• **THE INPUT**:
*** Block opens ***

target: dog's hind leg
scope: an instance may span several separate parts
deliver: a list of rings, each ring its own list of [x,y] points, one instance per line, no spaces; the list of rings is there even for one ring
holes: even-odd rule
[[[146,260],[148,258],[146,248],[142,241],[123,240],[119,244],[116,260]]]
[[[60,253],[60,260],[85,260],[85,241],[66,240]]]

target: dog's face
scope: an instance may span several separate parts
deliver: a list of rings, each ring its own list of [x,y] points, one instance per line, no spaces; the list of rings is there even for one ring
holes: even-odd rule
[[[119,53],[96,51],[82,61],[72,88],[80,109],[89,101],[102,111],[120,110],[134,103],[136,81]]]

*** Block closes ***

• **PROBLEM TO WORK ON**:
Copy every line from the records above that contains the string "target".

• **RESULT**:
target: dog's hind leg
target: dog's face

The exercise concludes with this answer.